• [Problem to solve]
Your task is to reproduce the entries below word for word.

• [Data listing]
----------------

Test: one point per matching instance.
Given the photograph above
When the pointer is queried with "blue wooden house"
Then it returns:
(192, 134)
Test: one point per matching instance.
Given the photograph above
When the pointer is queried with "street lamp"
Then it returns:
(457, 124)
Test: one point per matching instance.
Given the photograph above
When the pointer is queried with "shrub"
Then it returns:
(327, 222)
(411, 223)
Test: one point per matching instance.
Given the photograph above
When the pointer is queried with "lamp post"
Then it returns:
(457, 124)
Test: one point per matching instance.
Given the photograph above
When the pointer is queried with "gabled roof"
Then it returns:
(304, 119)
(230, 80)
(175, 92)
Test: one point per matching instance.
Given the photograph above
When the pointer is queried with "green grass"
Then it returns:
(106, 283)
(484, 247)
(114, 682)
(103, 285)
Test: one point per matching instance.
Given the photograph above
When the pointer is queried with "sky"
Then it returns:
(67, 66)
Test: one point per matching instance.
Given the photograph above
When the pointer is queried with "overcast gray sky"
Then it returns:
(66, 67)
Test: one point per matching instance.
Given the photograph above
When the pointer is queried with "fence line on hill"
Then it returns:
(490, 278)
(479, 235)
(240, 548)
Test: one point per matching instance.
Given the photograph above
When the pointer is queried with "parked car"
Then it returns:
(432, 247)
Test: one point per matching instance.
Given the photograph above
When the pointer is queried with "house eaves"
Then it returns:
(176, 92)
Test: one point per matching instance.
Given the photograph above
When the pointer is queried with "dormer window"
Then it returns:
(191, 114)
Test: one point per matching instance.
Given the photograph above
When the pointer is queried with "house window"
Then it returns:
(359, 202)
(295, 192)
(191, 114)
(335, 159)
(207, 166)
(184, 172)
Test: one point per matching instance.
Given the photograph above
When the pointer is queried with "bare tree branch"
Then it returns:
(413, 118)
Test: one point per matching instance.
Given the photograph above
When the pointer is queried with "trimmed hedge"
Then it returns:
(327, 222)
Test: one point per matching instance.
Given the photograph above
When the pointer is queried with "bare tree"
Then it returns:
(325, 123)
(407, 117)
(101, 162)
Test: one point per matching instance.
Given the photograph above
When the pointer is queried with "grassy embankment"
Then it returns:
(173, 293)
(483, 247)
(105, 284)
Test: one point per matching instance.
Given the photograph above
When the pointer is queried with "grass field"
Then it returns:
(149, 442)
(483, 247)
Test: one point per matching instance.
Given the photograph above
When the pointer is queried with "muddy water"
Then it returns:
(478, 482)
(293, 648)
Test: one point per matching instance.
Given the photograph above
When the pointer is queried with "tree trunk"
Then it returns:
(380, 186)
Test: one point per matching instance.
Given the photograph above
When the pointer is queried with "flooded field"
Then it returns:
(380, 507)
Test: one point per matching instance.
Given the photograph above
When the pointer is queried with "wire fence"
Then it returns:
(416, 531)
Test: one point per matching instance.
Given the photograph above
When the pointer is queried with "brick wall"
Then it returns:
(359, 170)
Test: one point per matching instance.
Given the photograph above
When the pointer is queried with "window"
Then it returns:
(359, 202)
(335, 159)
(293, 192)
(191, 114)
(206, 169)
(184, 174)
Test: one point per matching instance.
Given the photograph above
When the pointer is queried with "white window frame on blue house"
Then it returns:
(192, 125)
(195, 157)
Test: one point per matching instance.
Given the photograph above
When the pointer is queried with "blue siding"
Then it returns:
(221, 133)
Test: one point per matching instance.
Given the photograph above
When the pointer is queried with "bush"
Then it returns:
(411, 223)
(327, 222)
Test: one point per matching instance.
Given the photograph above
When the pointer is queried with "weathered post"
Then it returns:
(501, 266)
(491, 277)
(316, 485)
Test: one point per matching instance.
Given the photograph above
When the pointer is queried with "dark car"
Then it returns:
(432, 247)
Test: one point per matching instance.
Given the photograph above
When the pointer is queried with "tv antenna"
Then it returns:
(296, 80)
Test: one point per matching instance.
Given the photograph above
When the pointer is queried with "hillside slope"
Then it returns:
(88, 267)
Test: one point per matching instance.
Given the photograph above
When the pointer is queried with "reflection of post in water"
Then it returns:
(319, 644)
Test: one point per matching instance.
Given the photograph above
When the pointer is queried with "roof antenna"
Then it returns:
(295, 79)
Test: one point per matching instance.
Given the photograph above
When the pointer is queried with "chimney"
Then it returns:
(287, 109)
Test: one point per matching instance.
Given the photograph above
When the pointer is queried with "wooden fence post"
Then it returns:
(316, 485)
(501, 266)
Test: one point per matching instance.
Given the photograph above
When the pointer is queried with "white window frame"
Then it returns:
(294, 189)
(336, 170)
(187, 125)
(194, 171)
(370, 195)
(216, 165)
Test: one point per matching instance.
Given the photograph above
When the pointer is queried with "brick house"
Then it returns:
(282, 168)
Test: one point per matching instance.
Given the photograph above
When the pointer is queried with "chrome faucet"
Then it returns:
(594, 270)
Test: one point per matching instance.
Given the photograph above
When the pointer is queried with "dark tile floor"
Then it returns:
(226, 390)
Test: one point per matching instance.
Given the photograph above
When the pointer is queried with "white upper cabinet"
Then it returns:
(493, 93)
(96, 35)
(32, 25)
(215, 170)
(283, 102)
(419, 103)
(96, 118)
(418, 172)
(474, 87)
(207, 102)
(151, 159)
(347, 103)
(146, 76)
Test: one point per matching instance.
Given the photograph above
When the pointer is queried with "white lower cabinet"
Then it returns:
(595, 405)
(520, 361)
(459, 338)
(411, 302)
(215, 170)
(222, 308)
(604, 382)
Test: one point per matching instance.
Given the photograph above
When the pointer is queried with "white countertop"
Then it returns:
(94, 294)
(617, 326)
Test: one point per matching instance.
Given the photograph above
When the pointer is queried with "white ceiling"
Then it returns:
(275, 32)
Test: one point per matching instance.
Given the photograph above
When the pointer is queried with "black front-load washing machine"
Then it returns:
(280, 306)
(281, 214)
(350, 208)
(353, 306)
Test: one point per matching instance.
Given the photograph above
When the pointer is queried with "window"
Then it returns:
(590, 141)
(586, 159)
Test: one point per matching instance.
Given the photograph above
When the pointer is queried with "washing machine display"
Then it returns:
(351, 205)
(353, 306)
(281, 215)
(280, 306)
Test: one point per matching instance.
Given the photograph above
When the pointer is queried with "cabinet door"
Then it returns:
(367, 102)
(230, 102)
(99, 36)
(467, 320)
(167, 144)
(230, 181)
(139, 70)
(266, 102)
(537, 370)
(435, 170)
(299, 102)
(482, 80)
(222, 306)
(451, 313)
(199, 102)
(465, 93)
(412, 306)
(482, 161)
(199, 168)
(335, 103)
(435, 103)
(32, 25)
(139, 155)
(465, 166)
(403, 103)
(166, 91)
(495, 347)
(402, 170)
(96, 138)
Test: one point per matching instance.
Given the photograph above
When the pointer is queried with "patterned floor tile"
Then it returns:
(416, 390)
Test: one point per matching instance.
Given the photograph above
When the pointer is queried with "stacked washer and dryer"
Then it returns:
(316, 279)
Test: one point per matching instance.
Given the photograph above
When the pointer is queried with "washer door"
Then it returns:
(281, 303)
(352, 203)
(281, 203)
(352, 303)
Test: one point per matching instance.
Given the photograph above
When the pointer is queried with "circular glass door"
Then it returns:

----------------

• [Task answer]
Test: one point per matching instance.
Given the photograph above
When the pointer is queried with "blue wooden house"
Then it returns:
(192, 134)
Test: one point per matching instance.
Given the photograph above
When the pointer is queried with "street lamp"
Then it returns:
(457, 124)
Test: one point per matching instance.
Given the photograph above
When the pointer is queried with "shrub"
Then it returns:
(327, 222)
(411, 223)
Test: one point per matching instance.
Given the photograph above
When the pointer is queried with "lamp post"
Then it returns:
(457, 124)
Test: one point per matching instance.
Given the photograph above
When the pointer is queried with "gabled roof"
Then it returns:
(304, 119)
(230, 80)
(175, 92)
Test: one point per matching instance.
Given the photograph above
When the pointer is queried with "green grass"
Then it returns:
(106, 283)
(484, 247)
(114, 682)
(103, 285)
Test: one point per matching instance.
Given the photograph above
When the pointer is queried with "sky"
Then it returns:
(67, 66)
Test: one point per matching instance.
Given the photograph above
When the pointer is queried with "overcast gray sky"
Then it returns:
(66, 67)
Test: one point per matching instance.
Given the photograph above
When the pointer is queried with "fence line on hill"
Then it returns:
(490, 278)
(479, 235)
(240, 548)
Test: one point per matching instance.
Given the photograph above
When the pointer is queried with "parked car"
Then it returns:
(432, 247)
Test: one point per matching instance.
Given the photograph above
When the pointer is queried with "house eaves"
Then it returns:
(176, 92)
Test: one point per matching instance.
Given the photograph above
When the pointer is queried with "dormer window"
Then it returns:
(191, 114)
Test: one point per matching instance.
Given the photograph above
When the pointer is queried with "house window"
Then it returns:
(359, 202)
(295, 192)
(191, 114)
(335, 159)
(207, 166)
(184, 172)
Test: one point per matching instance.
Given the photograph above
When the pointer is queried with "bare tree branch"
Then it returns:
(413, 118)
Test: one point per matching instance.
Given the photograph above
When the pointer is queried with "trimmed hedge"
Then it returns:
(327, 222)
Test: one point per matching instance.
Given the photograph above
When the pointer is queried with "bare tree"
Then it returns:
(325, 123)
(407, 117)
(101, 162)
Test: one point per matching instance.
Given the photograph above
When the pointer is queried with "grassy embankment"
Then it returns:
(173, 293)
(483, 247)
(105, 284)
Test: one point per matching instance.
Given the photograph above
When the pointer is queried with "grass field"
Then it returns:
(149, 442)
(483, 247)
Test: one point per matching instance.
Given the photograph above
When the pointer is queried with "muddy water"
Then it returns:
(478, 482)
(293, 648)
Test: one point per matching instance.
Given the photograph above
When the pointer is queried with "tree trunk"
Then it returns:
(380, 186)
Test: one point per matching instance.
Given the photograph above
When the pointer is queried with "flooded field"
Then it returns:
(380, 507)
Test: one point per matching instance.
Given the photograph above
When the pointer is queried with "wire fence"
Then it returns:
(416, 531)
Test: one point per matching instance.
Given the photograph above
When the pointer is queried with "brick wall"
Then it returns:
(359, 170)
Test: one point per matching instance.
Given the photograph above
When the pointer is queried with "window"
Then it returns:
(359, 202)
(335, 159)
(293, 192)
(191, 114)
(206, 169)
(184, 174)
Test: one point per matching instance.
Given the photograph above
When the pointer is queried with "white window frame on blue house"
Then it returns:
(192, 125)
(195, 157)
Test: one point per matching instance.
Given the photograph above
When the pointer is queried with "blue siding"
Then it returns:
(221, 133)
Test: one point per matching instance.
Given the photograph above
When the pointer is queried with "bush"
Then it returns:
(411, 223)
(327, 222)
Test: one point per matching instance.
Given the photograph above
When the pointer is queried with "weathered post"
Then it returns:
(501, 266)
(491, 277)
(316, 485)
Test: one point per matching instance.
Given the photograph above
When the pointer is queried with "dark car"
Then it returns:
(432, 247)
Test: one point per matching instance.
Given the photograph above
When the pointer is queried with "tv antenna"
Then it returns:
(296, 80)
Test: one point per matching instance.
Given the photograph above
When the pointer is queried with "hillside slope"
Then it returns:
(88, 267)
Test: one point per matching instance.
Given the photograph above
When the pointer is queried with "reflection of post in water"
Then it returns:
(319, 644)
Test: one point per matching instance.
Given the photograph above
When the pointer is queried with "roof antenna"
Then it returns:
(295, 79)
Test: one point per matching instance.
Given the photograph above
When the pointer is queried with "chimney"
Then it returns:
(287, 109)
Test: one point per matching instance.
Given the photograph above
When the pointer is queried with "wooden fence post"
Then it returns:
(316, 485)
(501, 266)
Test: one point per matching instance.
Given the photograph above
When the pointer is queried with "white window frame"
Then it returns:
(294, 189)
(336, 170)
(187, 125)
(194, 171)
(370, 195)
(216, 165)
Test: one point per matching instance.
Given the photograph above
When the pointer is queried with "brick house"
Then it returns:
(282, 168)
Test: one point per matching instance.
Given the photograph above
When the pointer is queried with "chrome faucet"
Then it returns:
(594, 270)
Test: one point per matching instance.
Given the photograph above
When the pointer is queried with "dark tile floor"
Then it returns:
(226, 390)
Test: one point per matching instance.
Given the photograph above
When the pointer is queried with "white upper cabinet"
Then it returns:
(493, 93)
(96, 35)
(32, 25)
(215, 170)
(283, 102)
(419, 103)
(96, 118)
(418, 172)
(474, 87)
(207, 102)
(151, 159)
(347, 103)
(146, 76)
Test: one point per matching instance.
Given the photograph above
When the pointer is queried with "white lower cabinet"
Then it returns:
(595, 405)
(520, 361)
(459, 338)
(411, 302)
(215, 170)
(222, 308)
(604, 382)
Test: one point per matching instance.
Given the photograph above
When the pointer is queried with "white countertop"
Then it returns:
(94, 294)
(617, 326)
Test: one point per matching instance.
Given the photograph above
When the pointer is queried with "white ceiling"
Then it returns:
(275, 32)
Test: one point per matching instance.
Given the photograph above
When the pointer is queried with "black front-load washing machine"
Then it returns:
(280, 306)
(281, 214)
(350, 208)
(353, 306)
Test: one point per matching instance.
Given the photograph above
When the pointer is queried with "window"
Then it returns:
(590, 141)
(586, 159)
Test: one point per matching instance.
Given the photograph above
When the pointer is queried with "washing machine display"
Then it returns:
(351, 205)
(353, 306)
(281, 215)
(280, 306)
Test: one point per matching instance.
Given the photograph above
When the pointer is queried with "cabinet door"
Then it returns:
(367, 102)
(230, 102)
(99, 36)
(467, 320)
(167, 144)
(230, 181)
(139, 70)
(266, 102)
(537, 370)
(435, 170)
(299, 102)
(482, 80)
(222, 306)
(451, 313)
(199, 102)
(465, 93)
(412, 306)
(482, 161)
(199, 168)
(335, 103)
(435, 103)
(32, 25)
(139, 155)
(465, 166)
(403, 103)
(166, 91)
(495, 347)
(402, 170)
(96, 138)
Test: one point per matching instance.
Given the photograph above
When the pointer is queried with "patterned floor tile"
Then it returns:
(416, 390)
Test: one point per matching instance.
Given the photograph above
When the pointer is queried with "stacked washer and dryer"
Then it returns:
(316, 279)
Test: one point per matching instance.
Given the photograph above
When the pointer is queried with "washer door"
Then it returns:
(281, 303)
(352, 203)
(281, 203)
(352, 303)
Test: one point per matching instance.
Given the photograph above
When the pointer is queried with "circular glass door"
Then it returns:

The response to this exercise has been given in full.